**Task requirements**:
An exact copy of the entries is needed, with every line included.

**Natural language region descriptions**:
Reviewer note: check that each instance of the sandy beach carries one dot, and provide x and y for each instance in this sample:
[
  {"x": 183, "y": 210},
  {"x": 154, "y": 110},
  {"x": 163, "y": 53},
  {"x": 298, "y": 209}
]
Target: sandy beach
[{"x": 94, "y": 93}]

**The completed task**:
Reviewer note: check that each instance of the sandy beach carries one dot, and provide x and y for each instance in this sample:
[
  {"x": 183, "y": 210},
  {"x": 154, "y": 110},
  {"x": 163, "y": 53},
  {"x": 298, "y": 209}
]
Target: sandy beach
[{"x": 94, "y": 93}]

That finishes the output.